** begin Given records **

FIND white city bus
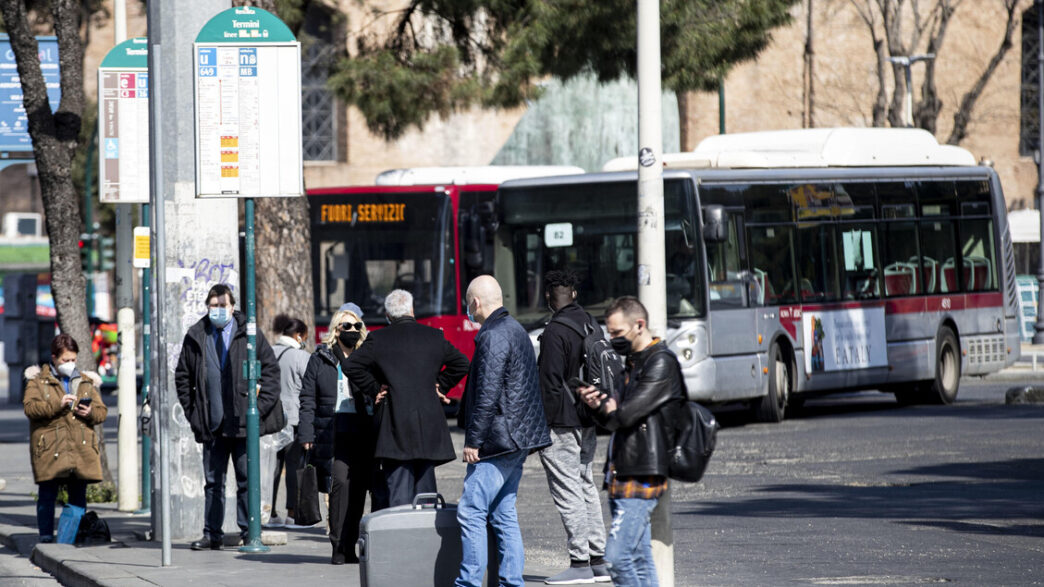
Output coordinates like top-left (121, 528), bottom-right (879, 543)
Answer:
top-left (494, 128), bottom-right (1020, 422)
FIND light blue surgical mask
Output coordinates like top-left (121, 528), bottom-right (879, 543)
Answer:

** end Given records **

Problem statement: Return every row above verbatim, line for line, and omit the pictures.

Expected answer:
FIND white city bus
Output coordinates like top-left (121, 528), bottom-right (879, 543)
Answer:
top-left (494, 128), bottom-right (1020, 422)
FIND light blue surgical mask
Output coordinates like top-left (121, 528), bottom-right (879, 543)
Answer:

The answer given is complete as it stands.